→ PROBLEM: Produce a character-for-character copy of the data below.
========================
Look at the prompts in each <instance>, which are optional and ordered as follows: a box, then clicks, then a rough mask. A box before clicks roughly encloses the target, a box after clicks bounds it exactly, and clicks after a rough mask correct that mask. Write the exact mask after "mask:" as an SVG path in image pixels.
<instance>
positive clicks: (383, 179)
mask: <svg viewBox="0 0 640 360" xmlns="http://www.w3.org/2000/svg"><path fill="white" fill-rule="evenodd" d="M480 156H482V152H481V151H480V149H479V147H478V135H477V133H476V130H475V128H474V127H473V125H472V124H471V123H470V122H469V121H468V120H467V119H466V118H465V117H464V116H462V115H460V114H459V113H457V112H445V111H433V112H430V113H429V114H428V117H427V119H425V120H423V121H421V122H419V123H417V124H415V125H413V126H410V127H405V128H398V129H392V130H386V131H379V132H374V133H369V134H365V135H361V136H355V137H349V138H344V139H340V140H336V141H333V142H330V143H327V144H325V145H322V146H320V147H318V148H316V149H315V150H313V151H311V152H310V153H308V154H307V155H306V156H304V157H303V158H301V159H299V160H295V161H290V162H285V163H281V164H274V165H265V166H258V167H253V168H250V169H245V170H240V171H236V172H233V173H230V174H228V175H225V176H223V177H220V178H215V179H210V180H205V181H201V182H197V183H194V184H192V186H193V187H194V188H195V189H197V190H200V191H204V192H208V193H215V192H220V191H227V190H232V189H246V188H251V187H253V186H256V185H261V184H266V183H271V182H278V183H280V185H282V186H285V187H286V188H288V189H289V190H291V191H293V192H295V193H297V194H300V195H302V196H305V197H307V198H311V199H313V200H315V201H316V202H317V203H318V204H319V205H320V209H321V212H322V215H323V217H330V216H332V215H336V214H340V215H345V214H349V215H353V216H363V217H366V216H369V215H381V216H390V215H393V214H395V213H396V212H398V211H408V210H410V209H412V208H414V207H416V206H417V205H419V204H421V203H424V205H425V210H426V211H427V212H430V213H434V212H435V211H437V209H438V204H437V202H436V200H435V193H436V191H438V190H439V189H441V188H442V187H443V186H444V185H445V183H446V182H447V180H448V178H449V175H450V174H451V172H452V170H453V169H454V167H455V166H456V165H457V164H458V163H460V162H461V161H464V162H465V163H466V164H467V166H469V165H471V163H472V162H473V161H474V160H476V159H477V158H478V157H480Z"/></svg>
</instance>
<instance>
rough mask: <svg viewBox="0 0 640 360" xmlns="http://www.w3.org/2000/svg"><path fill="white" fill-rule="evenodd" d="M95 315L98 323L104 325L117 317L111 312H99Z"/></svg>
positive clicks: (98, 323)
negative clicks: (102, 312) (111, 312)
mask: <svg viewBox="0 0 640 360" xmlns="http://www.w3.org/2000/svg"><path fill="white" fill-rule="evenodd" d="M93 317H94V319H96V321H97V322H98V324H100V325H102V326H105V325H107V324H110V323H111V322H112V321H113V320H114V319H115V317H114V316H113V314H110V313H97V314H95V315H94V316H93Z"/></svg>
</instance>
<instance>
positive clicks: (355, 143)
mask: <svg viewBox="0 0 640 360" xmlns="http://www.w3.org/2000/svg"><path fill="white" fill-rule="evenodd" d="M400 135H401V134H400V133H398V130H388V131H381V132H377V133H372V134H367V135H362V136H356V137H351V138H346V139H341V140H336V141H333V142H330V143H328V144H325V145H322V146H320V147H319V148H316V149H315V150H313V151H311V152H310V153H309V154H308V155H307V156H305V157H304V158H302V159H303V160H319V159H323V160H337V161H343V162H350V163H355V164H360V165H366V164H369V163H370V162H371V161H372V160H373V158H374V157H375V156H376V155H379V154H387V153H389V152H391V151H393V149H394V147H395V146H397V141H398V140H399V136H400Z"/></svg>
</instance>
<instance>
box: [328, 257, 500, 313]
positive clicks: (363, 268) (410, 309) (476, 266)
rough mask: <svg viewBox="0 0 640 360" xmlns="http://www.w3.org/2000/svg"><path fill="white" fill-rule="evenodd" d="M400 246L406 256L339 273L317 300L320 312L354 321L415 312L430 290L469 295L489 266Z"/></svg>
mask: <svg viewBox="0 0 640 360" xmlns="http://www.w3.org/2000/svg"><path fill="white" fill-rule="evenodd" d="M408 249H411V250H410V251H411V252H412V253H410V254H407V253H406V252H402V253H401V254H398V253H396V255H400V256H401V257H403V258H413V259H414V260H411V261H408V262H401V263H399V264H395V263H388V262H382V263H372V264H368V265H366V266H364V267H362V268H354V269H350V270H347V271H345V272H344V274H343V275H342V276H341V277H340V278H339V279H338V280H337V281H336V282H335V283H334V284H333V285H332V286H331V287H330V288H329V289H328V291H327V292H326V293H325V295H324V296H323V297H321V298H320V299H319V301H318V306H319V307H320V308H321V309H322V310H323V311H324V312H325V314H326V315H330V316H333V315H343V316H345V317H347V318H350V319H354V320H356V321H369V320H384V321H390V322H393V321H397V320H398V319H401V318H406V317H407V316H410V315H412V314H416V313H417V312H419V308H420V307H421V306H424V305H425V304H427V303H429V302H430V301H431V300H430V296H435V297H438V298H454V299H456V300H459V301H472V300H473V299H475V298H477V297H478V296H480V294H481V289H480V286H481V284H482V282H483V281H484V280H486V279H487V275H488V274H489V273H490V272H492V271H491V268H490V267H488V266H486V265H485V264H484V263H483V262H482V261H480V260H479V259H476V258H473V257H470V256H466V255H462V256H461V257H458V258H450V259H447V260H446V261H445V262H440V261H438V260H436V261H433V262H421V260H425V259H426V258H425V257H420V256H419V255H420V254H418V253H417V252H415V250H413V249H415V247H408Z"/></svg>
========================
→ RESULT OF THIS EXERCISE:
Look at the prompts in each <instance>, which are optional and ordered as follows: a box, then clicks, then a rough mask. A box before clicks roughly encloses the target, a box after clicks bounds it exactly, and clicks after a rough mask correct that mask. Write the exact mask after "mask:" as an SVG path in image pixels.
<instance>
positive clicks: (383, 179)
mask: <svg viewBox="0 0 640 360" xmlns="http://www.w3.org/2000/svg"><path fill="white" fill-rule="evenodd" d="M480 156H482V152H481V151H480V149H479V147H478V135H477V133H476V130H475V128H474V127H473V125H472V124H471V123H470V122H469V121H468V120H467V119H466V118H465V117H464V116H462V115H460V114H459V113H457V112H445V111H433V112H430V113H429V114H428V117H427V119H425V120H423V121H421V122H419V123H417V124H415V125H413V126H410V127H405V128H398V129H392V130H386V131H379V132H374V133H369V134H365V135H361V136H355V137H349V138H344V139H340V140H336V141H333V142H330V143H327V144H325V145H322V146H320V147H318V148H316V149H315V150H313V151H311V152H310V153H308V154H307V155H306V156H304V157H303V158H301V159H299V160H295V161H290V162H285V163H281V164H274V165H265V166H258V167H253V168H250V169H245V170H240V171H236V172H233V173H230V174H228V175H225V176H223V177H220V178H215V179H210V180H205V181H201V182H197V183H194V184H192V186H193V187H194V188H195V189H197V190H200V191H204V192H208V193H215V192H220V191H227V190H232V189H246V188H251V187H253V186H256V185H261V184H266V183H271V182H278V183H280V185H282V186H285V187H286V188H288V189H289V190H291V191H293V192H295V193H297V194H300V195H302V196H305V197H307V198H311V199H313V200H315V201H316V202H317V203H318V204H319V205H320V209H321V212H322V215H323V217H330V216H332V215H336V214H340V215H345V214H349V215H353V216H363V217H366V216H369V215H381V216H390V215H393V214H395V213H396V212H398V211H408V210H410V209H412V208H414V207H416V206H417V205H419V204H421V203H424V205H425V210H426V211H427V212H430V213H434V212H435V211H437V209H438V204H437V202H436V200H435V193H436V191H438V190H439V189H441V188H442V187H443V186H444V185H445V183H446V182H447V180H448V178H449V175H450V174H451V172H452V170H453V169H454V167H455V166H456V165H457V164H458V163H460V162H461V161H464V162H465V163H466V164H467V166H469V165H471V163H472V162H473V161H474V160H476V159H477V158H478V157H480Z"/></svg>
</instance>
<instance>
rough mask: <svg viewBox="0 0 640 360" xmlns="http://www.w3.org/2000/svg"><path fill="white" fill-rule="evenodd" d="M95 315L98 323L104 325L117 317L111 312H99Z"/></svg>
positive clicks: (98, 323)
negative clicks: (102, 312) (111, 312)
mask: <svg viewBox="0 0 640 360" xmlns="http://www.w3.org/2000/svg"><path fill="white" fill-rule="evenodd" d="M93 317H94V319H96V321H97V322H98V324H100V325H102V326H105V325H107V324H110V323H111V322H112V321H113V320H114V319H115V317H114V316H113V314H110V313H97V314H95V315H94V316H93Z"/></svg>
</instance>
<instance>
positive clicks: (355, 143)
mask: <svg viewBox="0 0 640 360" xmlns="http://www.w3.org/2000/svg"><path fill="white" fill-rule="evenodd" d="M400 135H401V134H400V133H398V130H388V131H381V132H377V133H372V134H367V135H362V136H356V137H351V138H346V139H341V140H336V141H333V142H330V143H328V144H325V145H322V146H320V147H319V148H316V149H315V150H313V151H311V152H310V153H309V154H308V155H307V156H305V157H304V158H302V159H303V160H319V159H323V160H337V161H343V162H350V163H355V164H360V165H366V164H369V163H370V162H371V161H372V160H373V158H374V157H375V156H376V155H379V154H387V153H389V152H391V151H393V149H394V147H395V146H397V141H398V140H399V136H400Z"/></svg>
</instance>
<instance>
box: [328, 257, 500, 313]
positive clicks: (363, 268) (410, 309) (476, 266)
rough mask: <svg viewBox="0 0 640 360" xmlns="http://www.w3.org/2000/svg"><path fill="white" fill-rule="evenodd" d="M400 246L406 256L339 273L317 300L320 312L354 321L415 312L430 290L469 295L489 266Z"/></svg>
mask: <svg viewBox="0 0 640 360" xmlns="http://www.w3.org/2000/svg"><path fill="white" fill-rule="evenodd" d="M408 249H411V250H410V251H411V252H412V253H410V254H407V253H406V252H402V253H401V254H398V253H396V255H400V256H401V257H403V258H413V259H414V260H411V261H408V262H401V263H399V264H395V263H388V262H382V263H372V264H368V265H366V266H364V267H362V268H354V269H350V270H347V271H345V272H344V274H343V275H342V276H341V277H340V278H339V279H338V280H337V281H336V282H335V283H334V284H333V285H332V286H331V287H330V288H329V289H328V291H327V292H326V293H325V295H324V296H323V297H321V298H320V299H319V301H318V306H319V307H320V308H321V309H322V310H323V311H324V312H325V314H326V315H330V316H333V315H343V316H345V317H347V318H350V319H354V320H356V321H369V320H384V321H390V322H393V321H397V320H398V319H401V318H406V317H407V316H410V315H412V314H416V313H417V312H419V308H420V307H421V306H424V305H425V304H427V303H429V302H430V301H431V300H430V296H435V297H438V298H454V299H456V300H459V301H472V300H473V299H475V298H477V297H478V296H480V294H481V289H480V286H481V284H482V282H483V281H484V280H486V279H487V275H488V274H489V273H490V272H492V271H491V268H490V267H488V266H486V265H485V264H484V263H483V262H482V261H480V260H479V259H476V258H473V257H470V256H466V255H462V256H461V257H458V258H450V259H447V260H446V261H445V262H440V261H438V260H436V261H433V262H421V260H425V259H426V258H425V257H420V256H419V255H420V254H418V253H417V252H415V250H413V249H415V247H408Z"/></svg>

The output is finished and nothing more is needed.